REQUIREMENTS = Reproduce as a numbered list the stretch of lines from the one containing "Excuse me, can you point out where the bridge" through the one containing "[40,57,54,107]", leaving out any blank lines.

DATA FOR THIS EXERCISE =

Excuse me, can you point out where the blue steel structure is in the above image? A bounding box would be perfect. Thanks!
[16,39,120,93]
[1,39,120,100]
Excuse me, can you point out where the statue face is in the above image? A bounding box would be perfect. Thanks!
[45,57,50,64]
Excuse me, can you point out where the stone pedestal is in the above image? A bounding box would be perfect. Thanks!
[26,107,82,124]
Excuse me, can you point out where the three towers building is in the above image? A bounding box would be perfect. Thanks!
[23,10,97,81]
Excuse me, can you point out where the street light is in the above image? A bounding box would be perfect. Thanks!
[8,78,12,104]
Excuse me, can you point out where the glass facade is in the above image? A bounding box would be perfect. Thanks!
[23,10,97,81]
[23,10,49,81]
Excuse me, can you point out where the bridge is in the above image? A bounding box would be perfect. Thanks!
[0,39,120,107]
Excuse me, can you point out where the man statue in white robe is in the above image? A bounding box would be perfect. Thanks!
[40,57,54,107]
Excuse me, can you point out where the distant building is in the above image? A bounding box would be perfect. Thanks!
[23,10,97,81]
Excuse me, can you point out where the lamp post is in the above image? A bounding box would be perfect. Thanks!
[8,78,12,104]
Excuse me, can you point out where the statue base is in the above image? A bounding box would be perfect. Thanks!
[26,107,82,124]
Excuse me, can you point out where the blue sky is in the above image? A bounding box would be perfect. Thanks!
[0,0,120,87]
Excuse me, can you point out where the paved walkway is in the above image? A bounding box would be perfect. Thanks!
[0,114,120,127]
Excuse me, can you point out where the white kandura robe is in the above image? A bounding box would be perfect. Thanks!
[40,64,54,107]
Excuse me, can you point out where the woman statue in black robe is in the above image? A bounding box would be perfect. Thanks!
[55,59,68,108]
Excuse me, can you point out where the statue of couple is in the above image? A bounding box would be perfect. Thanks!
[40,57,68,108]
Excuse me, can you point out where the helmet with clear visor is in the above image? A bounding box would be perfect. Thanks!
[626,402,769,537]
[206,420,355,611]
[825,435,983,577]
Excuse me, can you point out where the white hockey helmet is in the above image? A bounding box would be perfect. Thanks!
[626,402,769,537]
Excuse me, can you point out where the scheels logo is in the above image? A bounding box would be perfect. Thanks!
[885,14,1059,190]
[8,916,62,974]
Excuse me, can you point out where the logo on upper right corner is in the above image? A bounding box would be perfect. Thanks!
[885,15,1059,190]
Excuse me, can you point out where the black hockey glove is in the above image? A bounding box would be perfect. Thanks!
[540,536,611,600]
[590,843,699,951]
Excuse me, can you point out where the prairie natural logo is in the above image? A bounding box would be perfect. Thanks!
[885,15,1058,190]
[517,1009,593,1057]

REPLY =
1. Excuse me, can you point out where the bridge is in the above image? A bounding box would be perfect. Thanks!
2. [0,39,120,107]
3. Excuse me, can you point out where the man statue in white robe is in the above image? A bounding box would be perfect. Thanks!
4. [40,57,54,107]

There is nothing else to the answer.